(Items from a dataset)

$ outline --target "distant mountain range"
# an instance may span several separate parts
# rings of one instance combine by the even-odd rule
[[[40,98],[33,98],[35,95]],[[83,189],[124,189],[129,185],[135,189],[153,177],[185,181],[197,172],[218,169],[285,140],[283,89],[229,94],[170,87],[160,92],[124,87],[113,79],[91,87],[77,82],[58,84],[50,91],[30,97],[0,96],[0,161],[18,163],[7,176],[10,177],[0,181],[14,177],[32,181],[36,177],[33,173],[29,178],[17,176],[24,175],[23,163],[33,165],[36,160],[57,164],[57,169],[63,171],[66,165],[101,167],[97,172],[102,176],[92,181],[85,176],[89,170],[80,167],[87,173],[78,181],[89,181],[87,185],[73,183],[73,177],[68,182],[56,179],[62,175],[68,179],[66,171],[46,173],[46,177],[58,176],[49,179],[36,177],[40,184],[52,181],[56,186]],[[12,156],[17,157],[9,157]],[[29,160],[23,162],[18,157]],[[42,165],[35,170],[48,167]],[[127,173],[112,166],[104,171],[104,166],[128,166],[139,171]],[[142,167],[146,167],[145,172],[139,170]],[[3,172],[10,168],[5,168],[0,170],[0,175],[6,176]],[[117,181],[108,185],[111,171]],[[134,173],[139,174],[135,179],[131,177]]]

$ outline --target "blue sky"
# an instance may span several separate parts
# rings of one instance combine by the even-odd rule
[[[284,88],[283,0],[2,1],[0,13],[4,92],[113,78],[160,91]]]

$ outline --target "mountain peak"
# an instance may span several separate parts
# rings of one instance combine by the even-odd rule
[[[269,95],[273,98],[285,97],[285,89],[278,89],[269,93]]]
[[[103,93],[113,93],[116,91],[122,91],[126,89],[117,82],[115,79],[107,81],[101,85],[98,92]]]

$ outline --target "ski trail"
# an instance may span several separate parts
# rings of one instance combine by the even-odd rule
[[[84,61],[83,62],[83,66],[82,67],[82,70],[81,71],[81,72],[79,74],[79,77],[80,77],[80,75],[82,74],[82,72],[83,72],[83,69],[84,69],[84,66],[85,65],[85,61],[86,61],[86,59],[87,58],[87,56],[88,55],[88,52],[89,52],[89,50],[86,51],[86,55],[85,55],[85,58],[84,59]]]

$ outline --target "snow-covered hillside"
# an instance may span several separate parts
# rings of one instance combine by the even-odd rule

*Stated problem*. From the records above, please extract every line and repeat it exactly.

*Solution to this task*.
$ outline --target "distant mountain range"
# an instance may span several separate parts
# rings of one instance combine by the even-odd rule
[[[40,98],[33,98],[35,95]],[[83,189],[124,189],[129,185],[135,189],[153,177],[185,181],[197,172],[218,169],[285,140],[283,89],[229,94],[170,87],[160,92],[124,87],[113,79],[91,87],[77,82],[58,84],[50,91],[30,97],[0,96],[0,161],[18,163],[7,176],[10,177],[0,181],[14,177],[32,181],[36,177],[33,173],[29,178],[17,176],[24,175],[23,163],[33,165],[36,160],[57,164],[57,169],[63,171],[66,165],[101,167],[97,172],[102,176],[92,181],[85,176],[89,170],[80,167],[87,173],[78,181],[89,181],[87,185],[73,183],[73,177],[68,182],[56,179],[62,175],[68,179],[66,171],[46,173],[46,177],[58,176],[49,179],[36,177],[40,184],[52,181],[56,186]],[[12,156],[17,157],[9,157]],[[29,160],[23,162],[18,157]],[[42,165],[35,170],[48,167]],[[127,173],[112,166],[104,171],[104,166],[128,166],[139,171]],[[142,167],[146,167],[145,172],[139,170]],[[3,172],[10,168],[5,168],[0,170],[0,175],[6,176]],[[117,181],[108,185],[111,171]],[[134,173],[139,174],[135,179],[131,177]]]

$ outline --target "blue sky"
# an instance may span several separate parts
# rings of one instance combine by the even-odd rule
[[[284,88],[283,0],[2,1],[0,13],[4,92],[113,78],[160,91]]]

$ outline --target "mountain peak"
# an instance may span several separate parts
# rings of one instance combine by the even-odd rule
[[[269,95],[273,98],[285,97],[285,89],[278,89],[269,93]]]
[[[103,93],[113,93],[116,91],[122,91],[126,89],[117,82],[115,79],[107,81],[101,85],[98,92]]]

$ outline --target "ski trail"
# an instance may span several separate parts
# rings of one instance combine by the even-odd rule
[[[84,61],[83,62],[83,66],[82,67],[82,70],[81,71],[81,72],[79,74],[79,77],[80,77],[80,75],[82,74],[82,72],[83,72],[83,69],[84,69],[84,66],[85,65],[85,61],[86,61],[86,59],[87,58],[87,56],[88,55],[88,52],[89,52],[89,50],[86,51],[86,55],[85,55],[85,58],[84,59]]]

$ outline --target "snow-covered hillside"
# an instance may span several separate parts
# rings of one instance combine by the even-odd rule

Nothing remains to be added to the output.